# [Kutipan Teks]
*-*-*
Berbicara soal pemain asing yang bermain di Indonesia, jelas sudah sangat banyak jumlahnya. Apalagi soal pemain asing yang mampu tampil moncer di kompetisi Indonesia dan memberikan pengaruh besar terhadap klubnya. Ambil contoh pemain tengah miliki PSM Makassar, Wilijan Pluim (penyabet gelar MVP Liga 1 2018), lalu di Bali United ada Nick van der Velden (Belanda, sama seperti Pluim), jika di Persebaya kita bisa melihat striker asing tajam pada David Da Silva (Brazil), termasuk Aleksandar Rakic (Montenegro) di PS Tira yang berhasil menyabet gelar top skor kompetisi Liga 1 musim 2018.

Tak hanya pemain-pemain di atas yang tergolong belum terlalu lama berada di kompetisi Indonesia. Kita bisa mendengar nama-nama pemain asing yang sudah lama berkompetisi di Indonesia karena kualitasnya yang luar biasa. Sebut saja Yoo Jae Hoon, kiper Korea Selatan (Korsel) yang moncer bersama Persipura Jayapura. Lalu ada Shohei Matsunaga (Jepang) yang sukses di Persib Bandung. Juga ada Yoo Hyun Koo, pemain Korsel lainnya yang berhasil bertahan di kompetisi Indonesia bersama klub-klub asal Sumatra (pernah membela Semen Padang dan Sriwijaya FC). Mereka adalah beberapa pemain asing lama yang memang berhasil menunjukkan kualitasnya di Indonesia dan diakui oleh para pendukung klub maupun penikmat sepak bola nasional.
*-*-*
# [Data yang Diberikan]

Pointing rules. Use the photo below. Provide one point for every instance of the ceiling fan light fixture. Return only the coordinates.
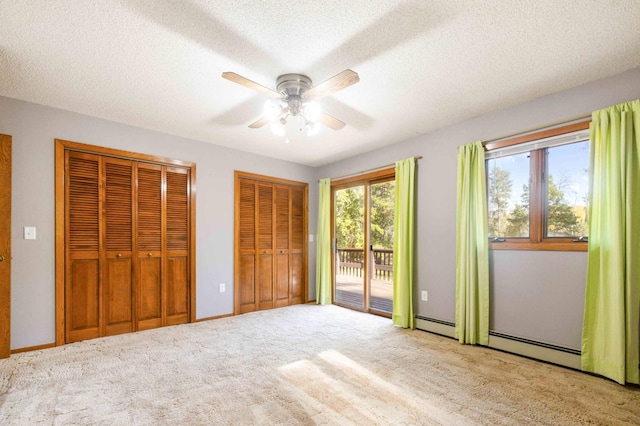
(313, 128)
(277, 128)
(312, 111)
(271, 110)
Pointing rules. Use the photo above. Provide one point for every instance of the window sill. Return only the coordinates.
(544, 246)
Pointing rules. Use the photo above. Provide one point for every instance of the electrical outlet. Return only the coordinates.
(29, 232)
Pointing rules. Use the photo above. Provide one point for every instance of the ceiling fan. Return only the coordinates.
(296, 97)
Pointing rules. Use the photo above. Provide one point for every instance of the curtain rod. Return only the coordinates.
(375, 169)
(572, 120)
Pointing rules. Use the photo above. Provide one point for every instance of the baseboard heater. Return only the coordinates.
(567, 357)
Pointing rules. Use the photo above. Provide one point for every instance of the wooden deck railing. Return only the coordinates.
(350, 261)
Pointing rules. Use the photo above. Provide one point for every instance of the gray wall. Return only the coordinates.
(536, 295)
(34, 129)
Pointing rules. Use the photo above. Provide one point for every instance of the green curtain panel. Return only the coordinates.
(323, 254)
(472, 248)
(611, 329)
(403, 243)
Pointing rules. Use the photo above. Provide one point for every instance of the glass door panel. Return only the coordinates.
(349, 250)
(381, 212)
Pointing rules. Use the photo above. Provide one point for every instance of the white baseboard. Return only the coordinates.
(530, 349)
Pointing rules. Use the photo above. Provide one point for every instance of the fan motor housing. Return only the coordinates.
(293, 85)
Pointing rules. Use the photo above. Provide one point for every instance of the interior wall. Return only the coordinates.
(34, 128)
(535, 295)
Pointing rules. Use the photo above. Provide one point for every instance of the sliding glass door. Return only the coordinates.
(363, 243)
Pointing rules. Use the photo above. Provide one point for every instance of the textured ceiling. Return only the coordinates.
(422, 64)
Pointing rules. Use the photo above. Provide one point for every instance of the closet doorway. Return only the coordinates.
(270, 242)
(362, 222)
(125, 242)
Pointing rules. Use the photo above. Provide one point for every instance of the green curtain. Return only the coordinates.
(403, 243)
(472, 248)
(611, 329)
(323, 254)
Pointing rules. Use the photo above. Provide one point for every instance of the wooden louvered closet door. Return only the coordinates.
(246, 210)
(177, 249)
(82, 275)
(297, 243)
(117, 279)
(265, 239)
(127, 245)
(270, 261)
(149, 246)
(282, 240)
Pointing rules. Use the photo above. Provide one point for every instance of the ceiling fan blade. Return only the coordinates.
(331, 122)
(338, 82)
(243, 81)
(259, 123)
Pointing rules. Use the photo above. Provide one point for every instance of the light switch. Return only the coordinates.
(29, 232)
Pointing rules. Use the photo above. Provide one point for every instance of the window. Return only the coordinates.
(537, 190)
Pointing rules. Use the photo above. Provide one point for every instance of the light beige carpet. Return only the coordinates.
(303, 364)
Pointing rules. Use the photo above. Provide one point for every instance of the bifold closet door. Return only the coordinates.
(177, 249)
(270, 245)
(117, 237)
(150, 224)
(297, 246)
(264, 246)
(246, 300)
(82, 251)
(282, 240)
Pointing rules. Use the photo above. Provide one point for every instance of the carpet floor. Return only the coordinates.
(304, 364)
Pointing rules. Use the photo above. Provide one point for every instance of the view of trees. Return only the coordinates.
(562, 217)
(349, 206)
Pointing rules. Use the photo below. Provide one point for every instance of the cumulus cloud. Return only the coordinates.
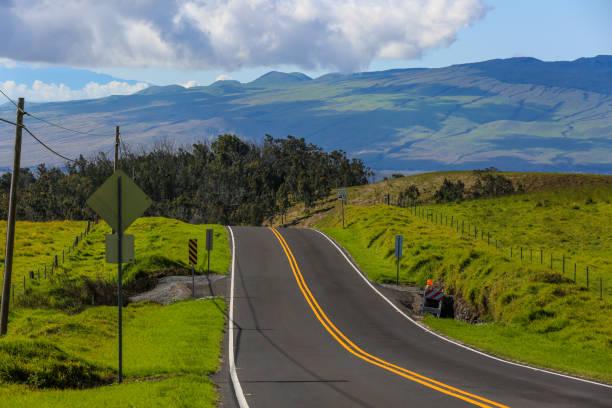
(229, 34)
(190, 84)
(43, 92)
(223, 77)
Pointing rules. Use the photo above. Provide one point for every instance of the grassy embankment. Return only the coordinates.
(160, 247)
(527, 311)
(51, 358)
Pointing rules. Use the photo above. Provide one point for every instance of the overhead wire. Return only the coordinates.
(48, 122)
(47, 146)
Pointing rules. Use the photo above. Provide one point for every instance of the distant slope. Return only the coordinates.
(517, 114)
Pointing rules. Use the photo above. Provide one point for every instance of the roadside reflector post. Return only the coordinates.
(193, 260)
(209, 245)
(432, 299)
(399, 243)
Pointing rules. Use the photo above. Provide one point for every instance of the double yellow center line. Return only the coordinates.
(352, 348)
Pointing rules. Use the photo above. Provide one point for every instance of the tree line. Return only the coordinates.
(228, 181)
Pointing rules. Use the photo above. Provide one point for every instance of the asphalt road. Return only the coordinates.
(310, 332)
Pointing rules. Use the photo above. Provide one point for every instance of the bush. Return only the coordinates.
(42, 365)
(490, 184)
(411, 194)
(450, 192)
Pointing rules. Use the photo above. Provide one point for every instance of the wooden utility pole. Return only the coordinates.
(10, 231)
(116, 163)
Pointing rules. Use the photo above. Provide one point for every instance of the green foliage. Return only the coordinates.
(169, 352)
(85, 277)
(491, 184)
(409, 196)
(229, 181)
(40, 364)
(450, 191)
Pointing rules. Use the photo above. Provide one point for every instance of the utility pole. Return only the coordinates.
(117, 135)
(10, 231)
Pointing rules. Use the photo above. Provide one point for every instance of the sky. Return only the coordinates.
(195, 42)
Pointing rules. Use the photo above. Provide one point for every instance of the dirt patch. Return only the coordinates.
(170, 289)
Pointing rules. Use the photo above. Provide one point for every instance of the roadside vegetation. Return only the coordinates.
(61, 349)
(519, 309)
(53, 359)
(84, 278)
(227, 181)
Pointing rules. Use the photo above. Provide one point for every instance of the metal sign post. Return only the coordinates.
(193, 260)
(342, 196)
(399, 242)
(110, 202)
(120, 277)
(209, 238)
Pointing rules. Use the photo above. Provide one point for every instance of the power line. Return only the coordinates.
(10, 100)
(49, 122)
(47, 146)
(8, 121)
(80, 132)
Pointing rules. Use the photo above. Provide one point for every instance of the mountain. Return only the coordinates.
(514, 114)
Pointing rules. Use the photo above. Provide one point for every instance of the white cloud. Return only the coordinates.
(230, 34)
(190, 84)
(43, 92)
(7, 63)
(223, 77)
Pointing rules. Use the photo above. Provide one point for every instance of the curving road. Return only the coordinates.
(310, 331)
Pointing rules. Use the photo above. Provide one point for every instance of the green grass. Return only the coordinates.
(524, 297)
(36, 243)
(572, 223)
(160, 247)
(169, 352)
(514, 343)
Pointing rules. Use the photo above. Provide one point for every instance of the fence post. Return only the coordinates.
(551, 260)
(587, 276)
(563, 268)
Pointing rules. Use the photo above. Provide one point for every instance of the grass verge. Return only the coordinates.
(169, 352)
(523, 305)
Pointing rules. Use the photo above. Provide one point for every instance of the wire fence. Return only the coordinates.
(588, 276)
(47, 271)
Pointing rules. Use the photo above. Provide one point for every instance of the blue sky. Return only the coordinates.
(119, 39)
(545, 29)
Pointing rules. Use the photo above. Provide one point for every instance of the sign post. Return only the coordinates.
(342, 196)
(193, 260)
(119, 201)
(209, 238)
(399, 242)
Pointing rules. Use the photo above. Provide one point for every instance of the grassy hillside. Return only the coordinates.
(528, 311)
(160, 246)
(61, 351)
(169, 352)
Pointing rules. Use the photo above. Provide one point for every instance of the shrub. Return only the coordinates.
(450, 192)
(43, 365)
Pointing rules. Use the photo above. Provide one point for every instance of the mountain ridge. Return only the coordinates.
(515, 114)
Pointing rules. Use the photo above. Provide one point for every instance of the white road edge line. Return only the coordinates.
(233, 375)
(444, 338)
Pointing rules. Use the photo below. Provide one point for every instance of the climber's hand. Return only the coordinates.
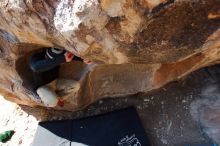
(68, 56)
(87, 61)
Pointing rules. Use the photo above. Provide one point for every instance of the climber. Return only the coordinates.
(45, 66)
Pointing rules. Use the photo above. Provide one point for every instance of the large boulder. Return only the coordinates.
(135, 45)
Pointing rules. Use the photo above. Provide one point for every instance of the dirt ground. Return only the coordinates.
(170, 115)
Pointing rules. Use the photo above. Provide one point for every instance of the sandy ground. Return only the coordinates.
(182, 112)
(12, 117)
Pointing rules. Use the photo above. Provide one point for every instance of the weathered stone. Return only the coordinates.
(136, 46)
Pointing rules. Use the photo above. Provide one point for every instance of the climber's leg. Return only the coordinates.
(48, 96)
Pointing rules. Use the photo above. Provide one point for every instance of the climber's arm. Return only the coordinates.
(39, 64)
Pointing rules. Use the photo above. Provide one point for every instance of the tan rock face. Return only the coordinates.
(136, 46)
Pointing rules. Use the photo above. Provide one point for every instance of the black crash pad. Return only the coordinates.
(118, 128)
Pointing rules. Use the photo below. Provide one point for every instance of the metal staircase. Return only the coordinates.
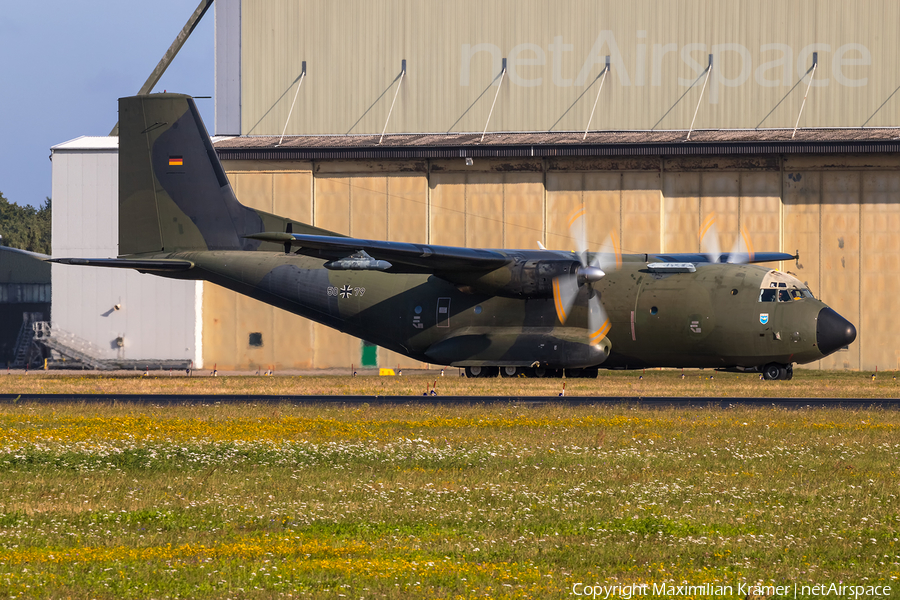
(77, 352)
(23, 344)
(70, 346)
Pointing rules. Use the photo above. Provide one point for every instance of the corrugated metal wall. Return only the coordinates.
(555, 52)
(841, 212)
*-*-*
# [Latihan]
Terjemahkan ke dalam bahasa Inggris kalimat "Lalu ada Shohei Matsunaga (Jepang) yang sukses di Persib Bandung." dari teks tentang pemain asing di sepak bola Indonesia.

# [Jawaban Latihan]
Then there is Shohei Matsunaga (Japan), who was successful at Persib Bandung.